* Work request *
Lines with the word "elderly": copy all of them from the entries below.

(Available data begins)

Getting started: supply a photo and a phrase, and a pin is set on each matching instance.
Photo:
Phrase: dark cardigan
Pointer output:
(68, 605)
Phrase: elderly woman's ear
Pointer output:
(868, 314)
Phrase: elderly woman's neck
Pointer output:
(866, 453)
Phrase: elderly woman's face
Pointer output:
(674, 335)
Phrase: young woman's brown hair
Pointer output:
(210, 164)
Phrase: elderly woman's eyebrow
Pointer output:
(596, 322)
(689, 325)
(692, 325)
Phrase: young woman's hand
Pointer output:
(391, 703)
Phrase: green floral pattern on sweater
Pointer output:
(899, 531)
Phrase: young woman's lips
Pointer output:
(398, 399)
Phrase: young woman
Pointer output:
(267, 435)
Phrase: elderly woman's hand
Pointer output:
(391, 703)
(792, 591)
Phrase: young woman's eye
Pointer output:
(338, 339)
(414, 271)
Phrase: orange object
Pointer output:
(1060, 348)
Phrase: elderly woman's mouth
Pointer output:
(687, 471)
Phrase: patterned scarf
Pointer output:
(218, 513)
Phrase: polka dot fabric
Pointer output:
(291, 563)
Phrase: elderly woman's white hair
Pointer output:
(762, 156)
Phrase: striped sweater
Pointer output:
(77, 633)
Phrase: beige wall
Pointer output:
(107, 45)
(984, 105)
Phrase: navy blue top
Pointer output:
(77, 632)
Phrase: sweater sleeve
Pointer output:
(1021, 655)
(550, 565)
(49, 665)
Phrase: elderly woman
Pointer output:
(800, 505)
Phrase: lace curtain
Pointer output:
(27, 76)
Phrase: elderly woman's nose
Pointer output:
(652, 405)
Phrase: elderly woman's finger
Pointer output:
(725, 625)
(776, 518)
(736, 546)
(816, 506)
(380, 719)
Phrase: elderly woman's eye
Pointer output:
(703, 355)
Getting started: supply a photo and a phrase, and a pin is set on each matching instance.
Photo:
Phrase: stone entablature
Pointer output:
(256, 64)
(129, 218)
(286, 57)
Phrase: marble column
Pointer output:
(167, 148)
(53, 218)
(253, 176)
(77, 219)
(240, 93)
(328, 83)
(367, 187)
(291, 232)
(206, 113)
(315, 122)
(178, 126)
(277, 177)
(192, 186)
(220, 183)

(Available data ends)

* Solution below *
Phrase: elderly woman's ear
Phrase: elderly woman's neck
Phrase: elderly woman's face
Phrase: elderly woman's eyebrow
Phrase: elderly woman's hand
Phrase: elderly woman's mouth
Phrase: elderly woman's white hair
Phrase: elderly woman
Phrase: elderly woman's nose
Phrase: elderly woman's finger
Phrase: elderly woman's eye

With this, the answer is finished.